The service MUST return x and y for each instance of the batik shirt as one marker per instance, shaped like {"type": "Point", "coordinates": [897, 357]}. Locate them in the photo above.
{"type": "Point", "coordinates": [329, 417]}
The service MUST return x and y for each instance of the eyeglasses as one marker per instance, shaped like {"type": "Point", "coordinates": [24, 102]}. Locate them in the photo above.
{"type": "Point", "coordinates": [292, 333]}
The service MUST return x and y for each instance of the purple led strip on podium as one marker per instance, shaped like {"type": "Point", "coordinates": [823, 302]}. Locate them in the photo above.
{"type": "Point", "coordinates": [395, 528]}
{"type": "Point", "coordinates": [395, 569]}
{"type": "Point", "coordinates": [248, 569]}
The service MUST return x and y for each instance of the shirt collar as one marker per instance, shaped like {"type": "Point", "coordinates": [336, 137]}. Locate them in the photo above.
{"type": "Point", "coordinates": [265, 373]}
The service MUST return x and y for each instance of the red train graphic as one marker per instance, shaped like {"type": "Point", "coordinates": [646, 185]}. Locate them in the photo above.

== == ==

• _Your objective_
Please write out all the items above again, requests included, and scale every coordinate in the answers by 0.2, rounding to whole numbers with halves going up. Leave the numbers in the requests and their format samples as they are.

• _Solution for this problem_
The service MUST return x and y for each instance of the batik shirt as one marker per instance, shaped like {"type": "Point", "coordinates": [897, 357]}. Locate them in the photo above.
{"type": "Point", "coordinates": [66, 83]}
The service MUST return x and y for each instance of the eyeglasses as one marker per instance, shaped like {"type": "Point", "coordinates": [24, 102]}. Locate them in the photo above.
{"type": "Point", "coordinates": [58, 67]}
The service MUST return x and y for each instance of the purple led strip on podium as one marker per instance, shaped like {"type": "Point", "coordinates": [823, 302]}. Locate them in the photo above.
{"type": "Point", "coordinates": [79, 106]}
{"type": "Point", "coordinates": [79, 114]}
{"type": "Point", "coordinates": [50, 114]}
The service MUST return x and y for each instance of the shirt collar as one marker per instance, shaped like {"type": "Point", "coordinates": [336, 137]}. Locate them in the photo above.
{"type": "Point", "coordinates": [53, 75]}
The service MUST return x and y for each instance of the red train graphic as one marker per instance, shaped like {"type": "Point", "coordinates": [646, 185]}. Locate them in the photo above.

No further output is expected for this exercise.